Exercise instructions =>
Beginning at the line that contains "Expected: one point per instance of the landing", reproduce every line to the end of the material without changing any of them.

Entries shown =>
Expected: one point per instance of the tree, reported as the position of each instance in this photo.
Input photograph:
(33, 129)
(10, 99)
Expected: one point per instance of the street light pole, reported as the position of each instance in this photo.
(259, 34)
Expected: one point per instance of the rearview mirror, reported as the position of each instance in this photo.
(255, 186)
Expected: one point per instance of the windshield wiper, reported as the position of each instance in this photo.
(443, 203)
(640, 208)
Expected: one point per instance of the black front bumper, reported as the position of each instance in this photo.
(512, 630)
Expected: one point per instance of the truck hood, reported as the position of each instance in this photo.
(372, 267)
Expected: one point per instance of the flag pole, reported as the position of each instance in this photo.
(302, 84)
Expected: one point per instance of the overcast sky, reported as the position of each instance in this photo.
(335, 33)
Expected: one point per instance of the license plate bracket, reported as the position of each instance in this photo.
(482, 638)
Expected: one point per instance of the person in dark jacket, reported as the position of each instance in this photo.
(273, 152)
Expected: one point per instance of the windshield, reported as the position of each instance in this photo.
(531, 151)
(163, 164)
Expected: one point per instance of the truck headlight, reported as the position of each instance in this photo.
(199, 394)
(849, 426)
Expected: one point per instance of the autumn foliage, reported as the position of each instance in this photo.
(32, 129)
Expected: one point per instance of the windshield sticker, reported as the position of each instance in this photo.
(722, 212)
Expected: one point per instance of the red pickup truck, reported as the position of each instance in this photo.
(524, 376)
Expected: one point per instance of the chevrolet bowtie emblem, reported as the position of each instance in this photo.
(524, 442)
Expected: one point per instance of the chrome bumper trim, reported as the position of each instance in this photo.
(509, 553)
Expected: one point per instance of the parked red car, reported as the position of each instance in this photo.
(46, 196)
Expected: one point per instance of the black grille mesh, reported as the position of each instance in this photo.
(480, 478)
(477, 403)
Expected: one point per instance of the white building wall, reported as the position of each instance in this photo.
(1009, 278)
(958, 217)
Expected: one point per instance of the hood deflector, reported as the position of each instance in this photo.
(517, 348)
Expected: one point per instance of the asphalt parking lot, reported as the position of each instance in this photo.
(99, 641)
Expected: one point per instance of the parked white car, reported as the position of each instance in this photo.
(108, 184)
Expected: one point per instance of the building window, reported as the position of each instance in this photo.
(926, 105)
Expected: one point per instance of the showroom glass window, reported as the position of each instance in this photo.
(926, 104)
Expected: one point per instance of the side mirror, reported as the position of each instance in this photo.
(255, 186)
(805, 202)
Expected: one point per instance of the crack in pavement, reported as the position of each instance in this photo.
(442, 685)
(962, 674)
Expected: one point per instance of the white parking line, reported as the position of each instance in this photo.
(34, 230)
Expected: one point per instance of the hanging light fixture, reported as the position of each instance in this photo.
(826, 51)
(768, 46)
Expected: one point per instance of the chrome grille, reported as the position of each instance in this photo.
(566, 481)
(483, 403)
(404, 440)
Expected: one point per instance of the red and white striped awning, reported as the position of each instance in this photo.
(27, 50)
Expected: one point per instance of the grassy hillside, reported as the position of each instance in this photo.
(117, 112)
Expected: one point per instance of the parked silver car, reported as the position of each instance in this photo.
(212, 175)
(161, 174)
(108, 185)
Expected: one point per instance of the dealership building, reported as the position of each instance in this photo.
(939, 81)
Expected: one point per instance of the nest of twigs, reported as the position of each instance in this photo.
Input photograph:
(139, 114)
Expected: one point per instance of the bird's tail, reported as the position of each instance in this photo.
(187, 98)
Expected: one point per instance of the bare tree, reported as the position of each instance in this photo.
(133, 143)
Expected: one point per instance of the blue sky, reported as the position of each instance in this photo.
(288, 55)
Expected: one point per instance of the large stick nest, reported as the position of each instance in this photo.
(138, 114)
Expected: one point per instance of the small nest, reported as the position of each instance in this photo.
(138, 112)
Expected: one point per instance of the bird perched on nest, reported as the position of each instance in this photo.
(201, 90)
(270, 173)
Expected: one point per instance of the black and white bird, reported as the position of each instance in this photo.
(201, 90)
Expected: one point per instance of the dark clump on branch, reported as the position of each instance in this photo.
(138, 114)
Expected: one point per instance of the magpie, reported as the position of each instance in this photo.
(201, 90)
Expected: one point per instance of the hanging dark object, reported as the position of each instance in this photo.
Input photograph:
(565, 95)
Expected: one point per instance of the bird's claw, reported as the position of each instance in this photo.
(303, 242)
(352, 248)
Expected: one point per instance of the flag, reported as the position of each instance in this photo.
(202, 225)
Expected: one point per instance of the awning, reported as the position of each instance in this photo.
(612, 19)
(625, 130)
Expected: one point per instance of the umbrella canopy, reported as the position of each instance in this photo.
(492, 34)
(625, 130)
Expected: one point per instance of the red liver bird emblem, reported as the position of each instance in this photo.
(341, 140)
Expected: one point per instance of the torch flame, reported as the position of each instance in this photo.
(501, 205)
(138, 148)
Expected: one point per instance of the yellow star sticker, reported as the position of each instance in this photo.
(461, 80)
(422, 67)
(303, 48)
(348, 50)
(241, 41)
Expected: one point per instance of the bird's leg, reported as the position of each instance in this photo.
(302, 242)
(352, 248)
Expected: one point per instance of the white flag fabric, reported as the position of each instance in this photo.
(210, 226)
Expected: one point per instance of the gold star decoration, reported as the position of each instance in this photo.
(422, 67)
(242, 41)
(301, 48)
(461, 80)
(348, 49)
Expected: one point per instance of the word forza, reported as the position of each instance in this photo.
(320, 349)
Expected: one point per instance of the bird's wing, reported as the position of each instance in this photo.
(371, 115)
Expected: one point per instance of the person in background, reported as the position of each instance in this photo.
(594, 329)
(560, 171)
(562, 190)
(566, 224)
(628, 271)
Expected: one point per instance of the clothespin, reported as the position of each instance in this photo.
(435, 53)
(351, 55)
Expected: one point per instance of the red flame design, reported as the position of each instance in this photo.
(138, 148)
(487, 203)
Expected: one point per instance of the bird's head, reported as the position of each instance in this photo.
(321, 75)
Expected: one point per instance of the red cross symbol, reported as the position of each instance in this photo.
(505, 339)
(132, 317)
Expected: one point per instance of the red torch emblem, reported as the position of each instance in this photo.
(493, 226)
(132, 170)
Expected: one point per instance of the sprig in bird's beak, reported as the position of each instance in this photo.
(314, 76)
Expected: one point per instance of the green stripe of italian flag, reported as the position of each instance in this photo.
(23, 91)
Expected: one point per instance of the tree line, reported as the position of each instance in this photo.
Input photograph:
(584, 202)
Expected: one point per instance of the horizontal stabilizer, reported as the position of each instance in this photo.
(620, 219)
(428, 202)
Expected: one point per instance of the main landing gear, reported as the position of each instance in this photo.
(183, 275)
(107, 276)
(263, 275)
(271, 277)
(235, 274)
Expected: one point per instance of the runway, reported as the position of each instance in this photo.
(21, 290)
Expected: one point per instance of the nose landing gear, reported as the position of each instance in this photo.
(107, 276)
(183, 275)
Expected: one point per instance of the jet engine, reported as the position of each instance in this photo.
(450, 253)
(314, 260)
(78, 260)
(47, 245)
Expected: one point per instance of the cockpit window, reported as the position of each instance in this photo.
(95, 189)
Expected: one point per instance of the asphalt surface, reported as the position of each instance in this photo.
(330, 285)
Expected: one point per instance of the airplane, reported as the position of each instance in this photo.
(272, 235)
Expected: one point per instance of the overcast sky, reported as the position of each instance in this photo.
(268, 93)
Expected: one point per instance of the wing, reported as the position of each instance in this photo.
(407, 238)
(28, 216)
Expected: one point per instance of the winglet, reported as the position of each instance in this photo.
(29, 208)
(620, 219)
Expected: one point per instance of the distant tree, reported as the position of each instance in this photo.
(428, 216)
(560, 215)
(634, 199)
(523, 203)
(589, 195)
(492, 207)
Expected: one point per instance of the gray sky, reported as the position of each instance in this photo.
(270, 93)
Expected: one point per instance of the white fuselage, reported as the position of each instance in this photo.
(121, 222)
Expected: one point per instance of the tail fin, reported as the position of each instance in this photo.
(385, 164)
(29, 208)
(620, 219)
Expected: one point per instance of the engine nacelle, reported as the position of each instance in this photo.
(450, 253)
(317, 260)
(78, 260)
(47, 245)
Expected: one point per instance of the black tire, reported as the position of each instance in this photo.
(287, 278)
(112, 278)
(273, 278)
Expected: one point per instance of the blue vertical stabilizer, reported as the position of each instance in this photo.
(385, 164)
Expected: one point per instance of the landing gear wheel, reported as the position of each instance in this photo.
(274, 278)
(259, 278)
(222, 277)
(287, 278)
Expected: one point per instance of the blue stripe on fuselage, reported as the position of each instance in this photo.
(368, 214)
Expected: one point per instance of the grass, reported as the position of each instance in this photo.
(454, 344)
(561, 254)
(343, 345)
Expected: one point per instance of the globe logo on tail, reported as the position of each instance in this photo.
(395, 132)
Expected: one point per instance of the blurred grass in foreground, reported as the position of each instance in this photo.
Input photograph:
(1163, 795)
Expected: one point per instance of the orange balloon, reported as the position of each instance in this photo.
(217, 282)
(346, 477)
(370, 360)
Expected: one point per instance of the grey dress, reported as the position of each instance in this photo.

Task result =>
Expected: one point per instance of the landing gear wheel, reported as the position of each instance in this photo.
(274, 278)
(259, 278)
(222, 277)
(287, 278)
Expected: one point per instance of the blue stripe on fuselage, reported as the position of each instance in this photo.
(368, 214)
Expected: one point per instance of the grass, reported as the position of each instance in this photo.
(454, 344)
(561, 254)
(343, 345)
Expected: one point per instance of the globe logo on tail, reported as the position of each instance in this photo.
(395, 132)
Expected: one point per instance of the blurred grass in foreground, reported as the position of each instance in this photo.
Input photograph:
(1163, 795)
Expected: one point per instance of the orange balloon, reported as the position of each instance in this photo.
(217, 282)
(346, 477)
(370, 360)
Expected: one point per instance of the grey dress, reported as the position of each instance in this photo.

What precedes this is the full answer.